Work to complete: Write out all of the entries below word for word.

Material shown:
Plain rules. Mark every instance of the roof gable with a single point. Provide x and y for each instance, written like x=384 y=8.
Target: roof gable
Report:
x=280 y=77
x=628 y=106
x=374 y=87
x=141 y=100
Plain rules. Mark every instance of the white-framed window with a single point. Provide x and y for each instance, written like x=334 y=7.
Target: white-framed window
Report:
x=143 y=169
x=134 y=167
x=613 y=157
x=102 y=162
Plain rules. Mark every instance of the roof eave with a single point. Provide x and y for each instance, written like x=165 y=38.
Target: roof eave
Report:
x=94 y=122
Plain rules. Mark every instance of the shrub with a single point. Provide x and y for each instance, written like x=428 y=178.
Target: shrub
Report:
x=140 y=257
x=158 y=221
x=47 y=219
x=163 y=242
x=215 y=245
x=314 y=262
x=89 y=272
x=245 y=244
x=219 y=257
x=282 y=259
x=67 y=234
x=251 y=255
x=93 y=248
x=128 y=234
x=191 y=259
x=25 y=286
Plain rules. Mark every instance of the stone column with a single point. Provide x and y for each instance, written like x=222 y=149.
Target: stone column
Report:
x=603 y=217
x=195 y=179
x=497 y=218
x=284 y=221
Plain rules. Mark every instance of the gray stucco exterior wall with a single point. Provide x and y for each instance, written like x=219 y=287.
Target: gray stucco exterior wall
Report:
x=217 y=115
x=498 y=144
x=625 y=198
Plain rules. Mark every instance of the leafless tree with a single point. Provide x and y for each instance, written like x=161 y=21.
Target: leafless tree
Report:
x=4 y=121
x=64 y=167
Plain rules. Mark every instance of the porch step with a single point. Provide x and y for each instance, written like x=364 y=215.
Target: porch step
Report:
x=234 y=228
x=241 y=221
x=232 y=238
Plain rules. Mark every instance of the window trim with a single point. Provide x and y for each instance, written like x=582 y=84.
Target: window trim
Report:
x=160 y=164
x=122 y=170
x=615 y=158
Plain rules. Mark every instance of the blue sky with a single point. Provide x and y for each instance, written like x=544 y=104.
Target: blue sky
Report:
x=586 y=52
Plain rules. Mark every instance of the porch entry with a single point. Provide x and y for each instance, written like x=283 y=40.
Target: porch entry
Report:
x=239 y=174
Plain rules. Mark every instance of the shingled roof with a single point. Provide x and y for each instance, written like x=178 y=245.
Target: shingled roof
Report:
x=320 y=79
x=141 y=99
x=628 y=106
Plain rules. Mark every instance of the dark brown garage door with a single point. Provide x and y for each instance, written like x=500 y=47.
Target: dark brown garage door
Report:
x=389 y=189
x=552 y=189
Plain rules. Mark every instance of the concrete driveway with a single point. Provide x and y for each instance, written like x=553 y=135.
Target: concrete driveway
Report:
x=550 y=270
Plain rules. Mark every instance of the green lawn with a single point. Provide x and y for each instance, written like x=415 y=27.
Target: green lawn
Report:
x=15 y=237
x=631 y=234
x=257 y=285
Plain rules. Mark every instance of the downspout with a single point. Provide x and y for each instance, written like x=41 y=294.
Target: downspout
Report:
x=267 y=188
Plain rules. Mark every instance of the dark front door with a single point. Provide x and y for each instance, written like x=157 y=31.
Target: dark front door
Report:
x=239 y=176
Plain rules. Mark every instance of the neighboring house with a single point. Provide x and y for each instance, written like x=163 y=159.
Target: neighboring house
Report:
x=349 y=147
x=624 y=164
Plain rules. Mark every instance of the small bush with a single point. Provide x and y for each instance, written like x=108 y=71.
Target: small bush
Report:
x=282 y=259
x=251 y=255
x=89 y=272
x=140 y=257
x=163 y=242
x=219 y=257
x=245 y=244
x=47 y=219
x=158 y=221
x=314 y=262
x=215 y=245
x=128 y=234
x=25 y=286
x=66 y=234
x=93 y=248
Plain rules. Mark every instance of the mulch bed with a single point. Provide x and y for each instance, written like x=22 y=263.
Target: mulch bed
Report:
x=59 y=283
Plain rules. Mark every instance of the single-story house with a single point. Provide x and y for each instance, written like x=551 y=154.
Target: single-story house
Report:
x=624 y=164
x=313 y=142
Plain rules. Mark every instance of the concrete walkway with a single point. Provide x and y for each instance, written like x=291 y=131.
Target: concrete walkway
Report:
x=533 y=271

Written response:
Plain rules. Mark every instance of the roof gable with a single point. Provide x and y for each instance, written like x=384 y=8.
Target: roof gable
Report:
x=280 y=77
x=628 y=106
x=374 y=87
x=141 y=100
Plain rules. Mark every instance of the white-framed window with a single point. Provide x and y for each instance, written like x=334 y=7.
Target: white-framed window
Report:
x=143 y=169
x=134 y=167
x=613 y=157
x=102 y=162
Plain rules. Mark every instance of the roof eave with a single point. Provide x and y for each instance, written like x=165 y=38.
Target: roof eave
Report:
x=94 y=122
Plain rules. Mark every instance of the shrub with a single point. Provide x and y for each instance, written like x=428 y=178.
Target: shrub
Report:
x=140 y=257
x=158 y=221
x=47 y=219
x=163 y=242
x=215 y=245
x=314 y=262
x=89 y=272
x=245 y=244
x=219 y=257
x=282 y=259
x=67 y=234
x=251 y=255
x=93 y=248
x=128 y=234
x=191 y=259
x=25 y=286
Plain rules. Mark every instance of the stone column with a single point. Provide x and y for each instance, written like x=222 y=149.
Target: stone column
Report:
x=603 y=217
x=195 y=179
x=497 y=218
x=284 y=221
Plain rules. Mark every instance of the gray stucco exterior wall with a single point. Provide x and y for each instance, written like x=219 y=287.
Target: gray stucco exterior wall
Report:
x=217 y=115
x=498 y=144
x=625 y=198
Plain rules. Mark every instance of the leafless tree with a single point. Provide x and y for each instance, written like x=161 y=21.
Target: leafless tree
Report:
x=4 y=121
x=64 y=167
Plain rules. Mark every instance of the porch step with a single point. Provide x and y for each instance, written like x=364 y=215.
Target: porch step
Report:
x=234 y=228
x=241 y=221
x=232 y=238
Plain rules. Mark every instance of the window trim with a single point. Provide x and y for each instance, written like x=582 y=84.
Target: window trim
Report:
x=160 y=164
x=122 y=170
x=615 y=158
Plain rules. Mark every instance of the blue sky with a single point. Provide x and y for each instance, written like x=544 y=104.
Target: blue sky
Report:
x=586 y=52
Plain rules. Mark every instance of the porch entry with a single point. Provide x and y for each instance, written like x=283 y=40.
Target: porch entry
Report:
x=239 y=174
Plain rules. Mark every instance of the shingled roof with a single point. Provide x and y for each instance, written like x=178 y=245.
Target: shingled roof
Report:
x=320 y=79
x=141 y=99
x=628 y=106
Plain rules. Mark every instance of the dark brown garage door with a single point. Provide x and y for each instance, written like x=500 y=47.
Target: dark brown garage door
Report:
x=389 y=189
x=552 y=189
Plain rules. Mark every instance of the concrete driveway with a single point. Provide x and y for each instance, written like x=553 y=135.
Target: concrete driveway
Report:
x=550 y=270
Plain rules. Mark every instance of the green lawn with a single point. Provide x and y for each instance, written like x=415 y=27.
Target: green lawn
Report:
x=15 y=237
x=631 y=234
x=257 y=285
Plain rules. Mark every instance of the downspout with a single point. Provide x and y for each instance, written like x=41 y=294.
Target: downspout
Report:
x=267 y=188
Plain rules. Mark every instance of the dark front door with a single point. Provide x and y for each instance, written like x=157 y=31.
Target: dark front door
Report:
x=239 y=176
Plain rules. Mark every instance of the neighboring house with a single point. Provide x and y for each instance, written like x=163 y=159.
Target: neighboring house
Report:
x=349 y=147
x=624 y=164
Plain rules. Mark every instance of the small bush with a single point. Provide x and y for each instance, written like x=108 y=71.
Target: small bush
Report:
x=282 y=259
x=251 y=255
x=89 y=272
x=140 y=257
x=163 y=242
x=219 y=257
x=245 y=244
x=47 y=219
x=158 y=221
x=314 y=262
x=215 y=245
x=128 y=234
x=25 y=286
x=66 y=234
x=93 y=248
Plain rules. Mark every instance of the mulch bed with a single point. Provide x and y for each instance, written like x=22 y=263.
Target: mulch bed
Report:
x=59 y=283
Plain rules. Mark every instance of the single-story house with a single point. Provide x and y for each instance, written like x=551 y=154.
Target: single-story house
Report:
x=624 y=164
x=313 y=142
Plain rules. Mark every instance of the concrete walkway with a single point. Provide x and y for each instance, written like x=291 y=131.
Target: concrete walkway
Report:
x=533 y=271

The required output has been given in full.